[Labeled area outline entries]
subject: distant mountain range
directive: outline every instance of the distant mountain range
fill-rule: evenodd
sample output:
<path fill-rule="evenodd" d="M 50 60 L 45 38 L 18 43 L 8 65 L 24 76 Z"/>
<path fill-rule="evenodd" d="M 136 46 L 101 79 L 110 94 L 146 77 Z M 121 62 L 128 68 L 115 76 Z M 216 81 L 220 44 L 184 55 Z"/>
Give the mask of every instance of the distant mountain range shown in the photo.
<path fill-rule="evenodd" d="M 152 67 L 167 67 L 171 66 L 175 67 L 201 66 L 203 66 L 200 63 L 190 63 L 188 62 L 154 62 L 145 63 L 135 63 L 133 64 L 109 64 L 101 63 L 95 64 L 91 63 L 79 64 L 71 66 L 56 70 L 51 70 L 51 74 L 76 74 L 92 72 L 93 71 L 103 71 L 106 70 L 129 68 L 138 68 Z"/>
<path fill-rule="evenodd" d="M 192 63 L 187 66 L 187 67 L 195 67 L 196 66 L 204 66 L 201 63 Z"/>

• **Requirements**
Copy the material above line for line, changing nothing.

• **Exercise output**
subject: distant mountain range
directive: outline every instance of the distant mountain range
fill-rule: evenodd
sample output:
<path fill-rule="evenodd" d="M 50 60 L 45 38 L 18 43 L 8 65 L 24 76 Z"/>
<path fill-rule="evenodd" d="M 136 46 L 101 79 L 110 94 L 146 77 Z M 121 62 L 128 68 L 115 76 Z M 216 81 L 220 44 L 184 55 Z"/>
Give the mask of every instance of the distant mountain range shown in the photo.
<path fill-rule="evenodd" d="M 152 67 L 167 67 L 171 66 L 175 67 L 201 66 L 203 66 L 200 63 L 190 63 L 188 62 L 154 62 L 145 63 L 135 63 L 133 64 L 109 64 L 101 63 L 95 64 L 91 63 L 79 64 L 71 66 L 56 70 L 51 70 L 51 74 L 76 74 L 92 72 L 93 71 L 103 71 L 106 70 L 129 68 L 138 68 Z"/>
<path fill-rule="evenodd" d="M 192 63 L 187 66 L 187 67 L 195 67 L 196 66 L 204 66 L 201 63 Z"/>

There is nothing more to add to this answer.